Hace algunos años, nuestro hijo, que tenía cuatro años de edad, estuvo involucrado en un grave accidente de tráfico lejos de casa. Después de pasar más o menos una semana en el hospital, se le pudo transferir a nuestro hospital local, a 320 km (200 millas). Al llegar a casa, había una nota a través de la puerta de una hermana ministrante amorosa y cariñosa, con detalles sobre quién recogería a nuestros otros cuatro hijos de la escuela, quién prepararía las comidas y quién lavaría la ropa. Durante las cinco semanas siguientes, nuestro hijo permaneció en el hospital y mi esposa dio a luz a otro hijo. Con un hijo en un extremo del hospital y una esposa y un nuevo bebé en el otro, cuatro hijos a los que cuidar y un trabajo de tiempo completo, no habríamos podido afrontar todo sin la ayuda significativa que nos brindaron los miembros del barrio. Cuán agradecidos estábamos por su generosa ministración. Sabemos que la pregunta más frecuente, “¿podemos hacer algo para ayudar?”, siempre se ofrece con sinceridad, pero esta maravillosa y considerada hermana caminó la segunda milla, se anticipó a nuestras necesidades y ministró de forma correspondiente.
En Lucas 4:18, el Salvador está leyendo las profecías de Isaías acerca de Su propia Venida y de Su misión aquí en la tierra. Dice así:
“El Espíritu del Señor está sobre mí, por cuanto me ha ungido para dar buenas nuevas a los pobres; me ha enviado a sanar a los quebrantados de corazón, a pregonar libertad a los cautivos y dar vista a los ciegos; a poner en libertad a los quebrantados” (véase Isaías 61:1).

» **Sobre esta tarea**: Continúa, por favor, el texto sobre la ministración desde la cita de Lucas 4:18 con la que termina.

» **Datos registrados**:

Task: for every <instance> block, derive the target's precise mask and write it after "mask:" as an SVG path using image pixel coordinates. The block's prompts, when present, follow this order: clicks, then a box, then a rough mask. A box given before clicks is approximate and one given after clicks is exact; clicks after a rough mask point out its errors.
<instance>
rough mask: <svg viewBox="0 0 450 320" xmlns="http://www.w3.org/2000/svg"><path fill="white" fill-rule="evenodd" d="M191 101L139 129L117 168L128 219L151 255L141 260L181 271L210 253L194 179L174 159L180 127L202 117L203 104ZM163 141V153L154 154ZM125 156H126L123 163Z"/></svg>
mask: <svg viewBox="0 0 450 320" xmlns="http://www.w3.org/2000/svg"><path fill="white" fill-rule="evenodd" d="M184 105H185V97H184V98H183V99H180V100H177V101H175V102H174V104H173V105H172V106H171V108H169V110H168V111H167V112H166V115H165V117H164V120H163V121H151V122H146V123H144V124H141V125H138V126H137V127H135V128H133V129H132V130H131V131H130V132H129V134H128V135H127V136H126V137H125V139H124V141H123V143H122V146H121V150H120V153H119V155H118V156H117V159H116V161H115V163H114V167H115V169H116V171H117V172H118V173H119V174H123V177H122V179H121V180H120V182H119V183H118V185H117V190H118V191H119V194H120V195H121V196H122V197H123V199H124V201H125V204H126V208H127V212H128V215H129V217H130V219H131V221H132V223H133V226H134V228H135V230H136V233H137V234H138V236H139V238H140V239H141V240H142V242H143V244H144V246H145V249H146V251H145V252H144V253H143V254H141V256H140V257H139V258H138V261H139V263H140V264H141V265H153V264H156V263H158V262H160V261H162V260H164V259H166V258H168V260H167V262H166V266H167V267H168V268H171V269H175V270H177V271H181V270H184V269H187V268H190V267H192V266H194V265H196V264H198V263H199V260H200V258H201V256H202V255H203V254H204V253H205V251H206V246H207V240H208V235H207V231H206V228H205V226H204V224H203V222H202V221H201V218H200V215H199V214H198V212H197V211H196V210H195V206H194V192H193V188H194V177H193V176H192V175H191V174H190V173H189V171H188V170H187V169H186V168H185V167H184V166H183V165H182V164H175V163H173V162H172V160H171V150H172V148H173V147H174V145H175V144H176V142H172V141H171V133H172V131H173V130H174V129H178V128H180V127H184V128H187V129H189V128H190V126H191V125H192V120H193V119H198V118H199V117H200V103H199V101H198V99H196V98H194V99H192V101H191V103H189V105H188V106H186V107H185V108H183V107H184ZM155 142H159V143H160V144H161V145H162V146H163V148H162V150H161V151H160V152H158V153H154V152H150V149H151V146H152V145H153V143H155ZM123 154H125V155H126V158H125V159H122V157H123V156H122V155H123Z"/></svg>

» **Respuesta**:
En nuestra sociedad actual, hay muchas personas quebrantadas de corazón; al romperse las relaciones familiares o por otros desafíos. Hay muchos que están cautivos; a las adicciones, a la depresión o al desánimo. Hay muchos que están ciegos, sobre todo a las apacibles verdades del evangelio de Jesucristo. Y muchos están quebrantados por las decepciones de la vida.
En 3 Nefi 18:32 leemos: “No obstante, no lo echaréis de vuestras sinagogas ni de vuestros lugares donde adoráis, porque debéis continuar ministrando por estos; pues no sabéis si tal vez vuelvan, y se arrepientan, y vengan a mí con íntegro propósito de corazón, y yo los sane; y vosotros seréis el medio de traerles la salvación”.
¿Pueden imaginarse una bendición más fascinante que trabajar en colaboración con el Salvador para sanar las aflicciones de las personas que nos rodean y ser un instrumento para su salvación?
Hace tiempo, fui a visitar a mi hijo que estudiaba en Rexburg, Idaho. Su esposa, él y yo salimos a cenar a un restaurante en el que las personas hacen cola de pie para servirse. Estaba lleno de alumnos, entusiasmados por la graduación y el final del semestre. Me di cuenta de que una jovencita venía sola, que parecía un poco solitaria y abrumada por el ruido y el ajetreo que la rodeaba. Sentí la impresión de invitarla a sentarse con nosotros. Después de coger la comida, caminó junto a nosotros y se dirigió a una mesa sola. En ese momento pensé: “Oh, ella pensará que soy raro si la invito a sentarse con nosotros”, y dejé pasar la impresión. Recuerdo que me desperté a las 2:30 de la mañana siguiente pensando: “¿y si ella realmente necesitaba nuestra ayuda y amistad?”. Me levanté de la cama me arrodillé en oración, para que alguien más pudiera ayudarla donde yo había fracasado. También decidí entonces que intentaría no dejar nunca de actuar con ese tipo de impresiones ni dejar pasar la oportunidad de edificar a otra persona.
Invito a cada uno de nosotros a tender la mano a los demás en cada oportunidad, a edificar, fortalecer y ministrar con amor. Al hacerlo, cumpliremos el sagrado convenio que efectuamos en el bautismo de ser Su testigo y de ser Sus manos para sanar a los necesitados.